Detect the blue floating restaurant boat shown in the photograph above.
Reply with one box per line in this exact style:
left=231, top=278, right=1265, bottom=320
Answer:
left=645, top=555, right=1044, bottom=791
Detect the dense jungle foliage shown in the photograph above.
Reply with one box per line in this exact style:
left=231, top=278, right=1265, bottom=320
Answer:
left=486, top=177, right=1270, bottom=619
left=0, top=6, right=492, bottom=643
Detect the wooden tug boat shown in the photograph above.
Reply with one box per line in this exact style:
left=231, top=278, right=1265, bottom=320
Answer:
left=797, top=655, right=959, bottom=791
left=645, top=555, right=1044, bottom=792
========================================================================
## Short task
Format every line of the material above as a JSON list of strings, one string per line, with blank lines omitted.

## Written answer
[
  "Detect the blue floating restaurant boat shown in the photograph above.",
  "Reply with one box per line in this exact style:",
  "left=231, top=278, right=1265, bottom=320",
  "Answer:",
  "left=645, top=555, right=1044, bottom=791",
  "Detect the dense jungle foliage shown in the photograph above.",
  "Reply with one box per line in this exact style:",
  "left=231, top=278, right=1265, bottom=320",
  "Answer:",
  "left=486, top=177, right=1270, bottom=619",
  "left=0, top=6, right=492, bottom=643",
  "Detect the wooden tug boat shown in the photograph above.",
  "Reply with one box per line in this exact style:",
  "left=231, top=278, right=1265, bottom=320",
  "Answer:",
  "left=797, top=655, right=959, bottom=791",
  "left=645, top=555, right=1044, bottom=792"
]